Task prompt ::
Retype the listing below, starting at its first line and ending at the line that contains "top-left (50, 273), bottom-right (237, 798)", with both ends included. Leave the pictures out of your copy.
╔══
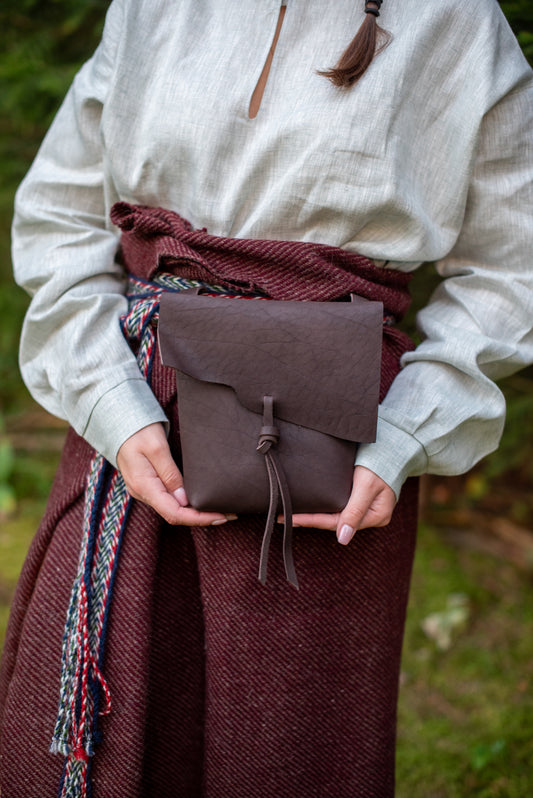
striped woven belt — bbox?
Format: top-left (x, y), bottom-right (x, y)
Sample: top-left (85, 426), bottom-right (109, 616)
top-left (50, 273), bottom-right (237, 798)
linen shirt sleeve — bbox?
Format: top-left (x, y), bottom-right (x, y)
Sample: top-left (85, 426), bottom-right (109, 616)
top-left (357, 79), bottom-right (533, 495)
top-left (13, 0), bottom-right (166, 462)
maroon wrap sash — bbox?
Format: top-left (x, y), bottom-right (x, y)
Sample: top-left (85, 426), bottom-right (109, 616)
top-left (0, 203), bottom-right (416, 798)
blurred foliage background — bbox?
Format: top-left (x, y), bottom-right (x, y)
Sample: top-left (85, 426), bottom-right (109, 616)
top-left (0, 0), bottom-right (533, 798)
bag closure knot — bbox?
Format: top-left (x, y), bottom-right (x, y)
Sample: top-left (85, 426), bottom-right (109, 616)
top-left (257, 396), bottom-right (298, 590)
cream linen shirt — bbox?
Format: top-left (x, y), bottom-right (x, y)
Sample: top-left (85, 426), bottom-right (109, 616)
top-left (13, 0), bottom-right (533, 494)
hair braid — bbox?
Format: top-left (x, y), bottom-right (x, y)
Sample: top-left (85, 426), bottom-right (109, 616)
top-left (318, 0), bottom-right (391, 88)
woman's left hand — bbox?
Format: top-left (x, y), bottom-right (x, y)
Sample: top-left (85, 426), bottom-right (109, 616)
top-left (282, 466), bottom-right (396, 545)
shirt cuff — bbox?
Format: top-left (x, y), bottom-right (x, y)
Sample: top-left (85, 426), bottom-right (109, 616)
top-left (80, 378), bottom-right (168, 467)
top-left (355, 418), bottom-right (428, 499)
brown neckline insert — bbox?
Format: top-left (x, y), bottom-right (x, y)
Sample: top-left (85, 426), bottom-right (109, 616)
top-left (248, 5), bottom-right (287, 119)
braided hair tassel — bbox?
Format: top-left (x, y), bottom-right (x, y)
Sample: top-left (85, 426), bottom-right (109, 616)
top-left (318, 0), bottom-right (390, 88)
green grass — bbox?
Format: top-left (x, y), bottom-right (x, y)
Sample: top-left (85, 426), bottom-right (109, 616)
top-left (0, 498), bottom-right (533, 798)
top-left (397, 526), bottom-right (533, 798)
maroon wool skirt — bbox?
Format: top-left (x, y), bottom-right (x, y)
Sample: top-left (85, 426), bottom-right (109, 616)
top-left (0, 432), bottom-right (417, 798)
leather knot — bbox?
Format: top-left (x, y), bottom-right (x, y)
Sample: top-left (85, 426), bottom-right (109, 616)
top-left (257, 426), bottom-right (279, 454)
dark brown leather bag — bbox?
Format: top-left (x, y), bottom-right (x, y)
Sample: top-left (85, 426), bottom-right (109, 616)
top-left (159, 291), bottom-right (383, 585)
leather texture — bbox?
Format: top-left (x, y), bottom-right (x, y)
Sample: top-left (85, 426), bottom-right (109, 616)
top-left (159, 292), bottom-right (383, 514)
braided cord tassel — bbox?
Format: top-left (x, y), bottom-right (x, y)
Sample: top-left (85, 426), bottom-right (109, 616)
top-left (50, 274), bottom-right (210, 798)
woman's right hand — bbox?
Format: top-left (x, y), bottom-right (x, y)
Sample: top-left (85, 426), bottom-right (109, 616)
top-left (117, 424), bottom-right (237, 526)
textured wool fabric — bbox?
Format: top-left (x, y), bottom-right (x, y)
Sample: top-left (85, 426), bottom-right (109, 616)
top-left (13, 0), bottom-right (533, 492)
top-left (0, 216), bottom-right (417, 798)
top-left (0, 432), bottom-right (416, 798)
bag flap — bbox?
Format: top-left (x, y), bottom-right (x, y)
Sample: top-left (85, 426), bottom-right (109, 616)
top-left (159, 292), bottom-right (383, 443)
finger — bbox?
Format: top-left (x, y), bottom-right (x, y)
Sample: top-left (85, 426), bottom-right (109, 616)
top-left (277, 513), bottom-right (339, 531)
top-left (337, 467), bottom-right (396, 545)
top-left (137, 430), bottom-right (189, 507)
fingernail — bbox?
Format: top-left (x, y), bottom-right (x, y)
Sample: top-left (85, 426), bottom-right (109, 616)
top-left (337, 524), bottom-right (355, 546)
top-left (211, 513), bottom-right (238, 526)
top-left (172, 488), bottom-right (189, 507)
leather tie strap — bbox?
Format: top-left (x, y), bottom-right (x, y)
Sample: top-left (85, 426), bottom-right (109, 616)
top-left (257, 396), bottom-right (298, 589)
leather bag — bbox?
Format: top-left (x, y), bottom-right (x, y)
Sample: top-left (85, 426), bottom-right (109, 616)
top-left (158, 291), bottom-right (383, 586)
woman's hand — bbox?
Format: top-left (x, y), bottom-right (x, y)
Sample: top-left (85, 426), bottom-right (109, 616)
top-left (117, 424), bottom-right (237, 526)
top-left (284, 466), bottom-right (396, 545)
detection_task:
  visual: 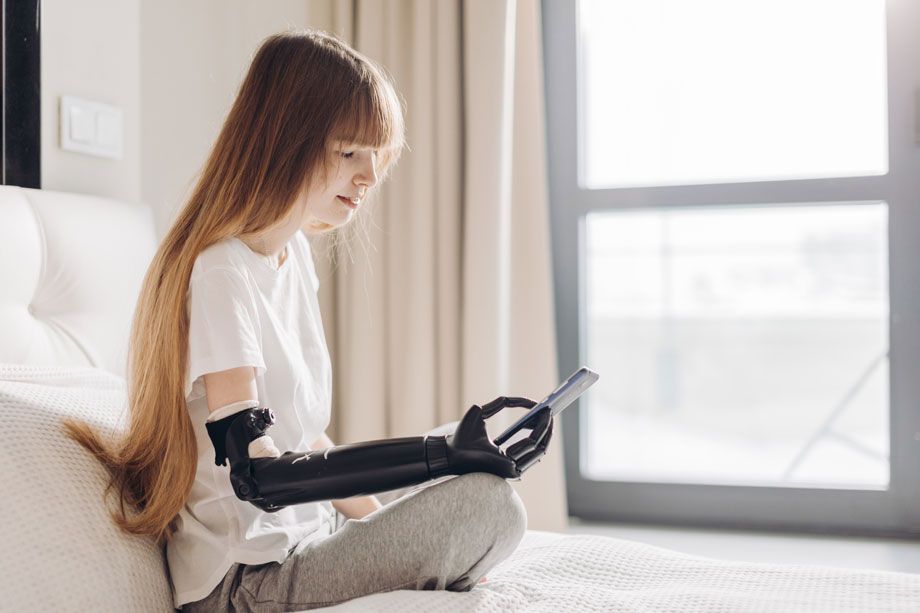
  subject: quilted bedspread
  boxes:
[322,531,920,613]
[0,364,920,613]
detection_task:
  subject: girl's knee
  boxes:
[452,473,527,546]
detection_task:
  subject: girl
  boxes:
[67,30,552,611]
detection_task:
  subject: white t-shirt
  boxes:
[166,232,333,607]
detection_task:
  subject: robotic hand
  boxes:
[206,396,553,512]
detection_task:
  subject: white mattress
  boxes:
[323,531,920,613]
[0,364,920,613]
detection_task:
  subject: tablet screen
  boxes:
[493,366,600,445]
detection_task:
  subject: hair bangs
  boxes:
[331,71,405,175]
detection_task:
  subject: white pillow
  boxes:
[0,364,174,611]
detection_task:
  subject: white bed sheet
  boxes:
[322,531,920,613]
[7,364,920,613]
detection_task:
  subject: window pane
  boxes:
[578,0,888,189]
[581,202,889,488]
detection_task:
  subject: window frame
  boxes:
[542,0,920,536]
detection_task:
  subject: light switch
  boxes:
[70,106,96,144]
[60,96,122,159]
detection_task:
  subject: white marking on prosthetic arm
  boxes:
[249,434,281,458]
[208,400,281,458]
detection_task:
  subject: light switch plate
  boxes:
[60,96,123,160]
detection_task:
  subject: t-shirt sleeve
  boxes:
[185,268,265,398]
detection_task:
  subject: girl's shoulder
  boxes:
[192,237,246,278]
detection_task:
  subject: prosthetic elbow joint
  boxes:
[206,408,450,512]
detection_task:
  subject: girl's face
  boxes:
[299,141,377,232]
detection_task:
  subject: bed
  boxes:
[0,187,920,613]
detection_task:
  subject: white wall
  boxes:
[41,0,141,206]
[41,0,331,236]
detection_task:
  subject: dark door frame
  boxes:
[0,0,41,189]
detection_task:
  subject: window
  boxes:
[543,0,920,533]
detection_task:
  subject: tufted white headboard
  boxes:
[0,186,156,377]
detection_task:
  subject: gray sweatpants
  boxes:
[182,426,527,613]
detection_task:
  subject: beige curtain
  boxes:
[309,0,567,531]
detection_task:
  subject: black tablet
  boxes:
[493,366,600,446]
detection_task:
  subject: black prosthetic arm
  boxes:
[207,397,552,512]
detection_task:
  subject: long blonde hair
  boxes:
[64,30,404,542]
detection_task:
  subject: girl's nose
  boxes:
[354,153,377,189]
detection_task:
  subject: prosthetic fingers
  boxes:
[206,396,553,512]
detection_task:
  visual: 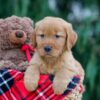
╚══
Result for this task ::
striped woven belt — bbox?
Format: top-left (x, y), bottom-right (x, y)
Sample: top-left (85, 426), bottom-right (109, 616)
top-left (50, 273), bottom-right (237, 798)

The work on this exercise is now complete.